> WHAT THIS TASK INVOLVES:
Copy every line from the records below that holds the word "with".

BEGIN SUPPLIED DATA

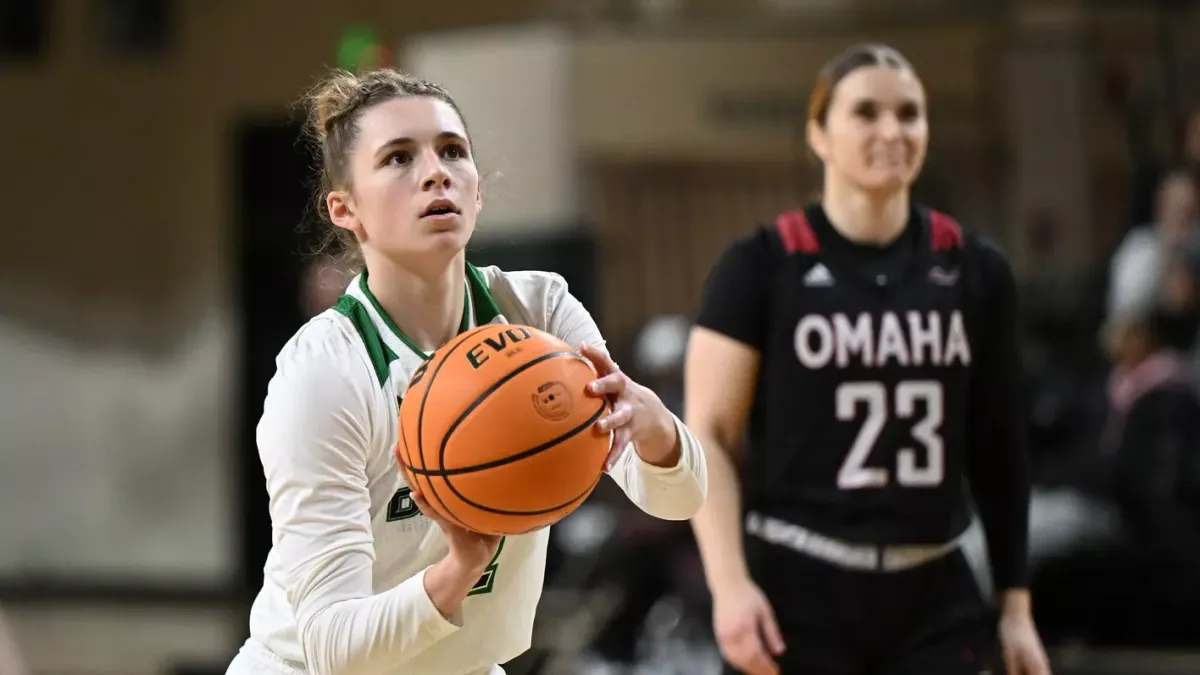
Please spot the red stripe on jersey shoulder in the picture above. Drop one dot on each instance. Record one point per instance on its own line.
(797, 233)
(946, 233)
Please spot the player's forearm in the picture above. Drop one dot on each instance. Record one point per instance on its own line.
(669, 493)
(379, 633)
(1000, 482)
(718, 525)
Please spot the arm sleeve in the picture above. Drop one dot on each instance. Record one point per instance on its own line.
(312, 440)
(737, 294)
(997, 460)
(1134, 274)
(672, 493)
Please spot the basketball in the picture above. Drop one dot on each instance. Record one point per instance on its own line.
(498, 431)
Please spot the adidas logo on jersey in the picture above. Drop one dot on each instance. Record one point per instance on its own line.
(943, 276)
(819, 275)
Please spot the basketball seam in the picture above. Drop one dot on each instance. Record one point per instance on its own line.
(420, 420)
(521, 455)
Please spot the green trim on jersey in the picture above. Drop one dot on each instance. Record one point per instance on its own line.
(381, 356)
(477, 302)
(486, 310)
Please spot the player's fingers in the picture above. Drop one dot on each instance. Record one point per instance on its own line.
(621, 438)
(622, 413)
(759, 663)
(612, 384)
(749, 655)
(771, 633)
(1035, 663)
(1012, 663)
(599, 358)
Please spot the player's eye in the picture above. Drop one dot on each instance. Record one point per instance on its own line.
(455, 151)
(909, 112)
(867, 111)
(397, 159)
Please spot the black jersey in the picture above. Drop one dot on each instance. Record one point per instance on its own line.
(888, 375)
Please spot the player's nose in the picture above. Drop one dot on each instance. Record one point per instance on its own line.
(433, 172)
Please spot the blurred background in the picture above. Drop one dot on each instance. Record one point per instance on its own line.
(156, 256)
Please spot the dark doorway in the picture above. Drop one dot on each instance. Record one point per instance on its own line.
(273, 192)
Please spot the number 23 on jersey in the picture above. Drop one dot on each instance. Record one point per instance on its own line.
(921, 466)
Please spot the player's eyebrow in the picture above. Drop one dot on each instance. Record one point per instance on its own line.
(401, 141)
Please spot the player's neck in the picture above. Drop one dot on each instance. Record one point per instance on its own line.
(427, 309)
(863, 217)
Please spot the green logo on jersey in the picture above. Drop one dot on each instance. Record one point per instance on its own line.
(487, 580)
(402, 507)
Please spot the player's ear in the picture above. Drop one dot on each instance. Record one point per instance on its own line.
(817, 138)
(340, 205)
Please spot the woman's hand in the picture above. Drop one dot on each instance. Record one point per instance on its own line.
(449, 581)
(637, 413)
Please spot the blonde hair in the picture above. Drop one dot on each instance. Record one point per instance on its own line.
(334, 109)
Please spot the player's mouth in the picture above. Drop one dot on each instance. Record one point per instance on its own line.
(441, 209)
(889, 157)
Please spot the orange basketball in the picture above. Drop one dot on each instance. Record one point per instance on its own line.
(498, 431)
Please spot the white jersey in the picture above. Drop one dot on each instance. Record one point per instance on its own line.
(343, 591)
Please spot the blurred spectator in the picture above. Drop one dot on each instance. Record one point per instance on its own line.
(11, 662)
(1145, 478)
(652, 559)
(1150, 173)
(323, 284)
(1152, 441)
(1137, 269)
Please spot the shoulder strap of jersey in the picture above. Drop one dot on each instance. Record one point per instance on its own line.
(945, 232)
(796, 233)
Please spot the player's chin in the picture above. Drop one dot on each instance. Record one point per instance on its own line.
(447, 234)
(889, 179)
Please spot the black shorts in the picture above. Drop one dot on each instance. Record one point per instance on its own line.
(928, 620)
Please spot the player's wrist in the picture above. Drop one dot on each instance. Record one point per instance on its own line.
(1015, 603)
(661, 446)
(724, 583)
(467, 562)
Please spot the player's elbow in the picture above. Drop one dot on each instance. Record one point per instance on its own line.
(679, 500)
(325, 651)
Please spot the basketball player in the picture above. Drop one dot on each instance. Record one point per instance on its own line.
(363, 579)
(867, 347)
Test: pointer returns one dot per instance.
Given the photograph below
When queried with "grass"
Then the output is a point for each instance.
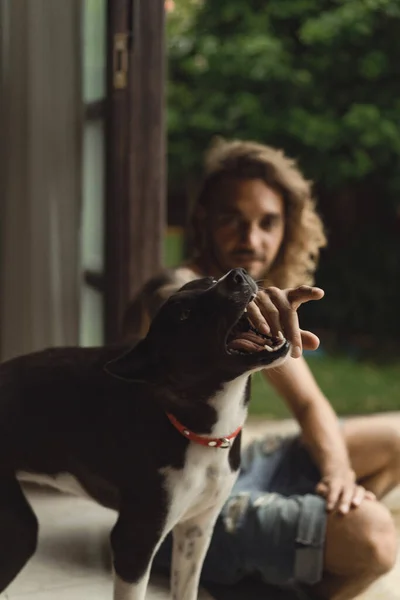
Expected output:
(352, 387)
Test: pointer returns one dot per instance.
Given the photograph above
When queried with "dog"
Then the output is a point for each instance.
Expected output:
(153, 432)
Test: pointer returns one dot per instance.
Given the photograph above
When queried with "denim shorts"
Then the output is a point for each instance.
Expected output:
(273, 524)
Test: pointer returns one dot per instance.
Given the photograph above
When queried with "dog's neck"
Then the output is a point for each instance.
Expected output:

END SUPPLIED DATA

> REPLY TO THE EXERCISE:
When queried with "grass"
When queried with "dog"
When queried with "denim shorts"
When queried with "dog's neck"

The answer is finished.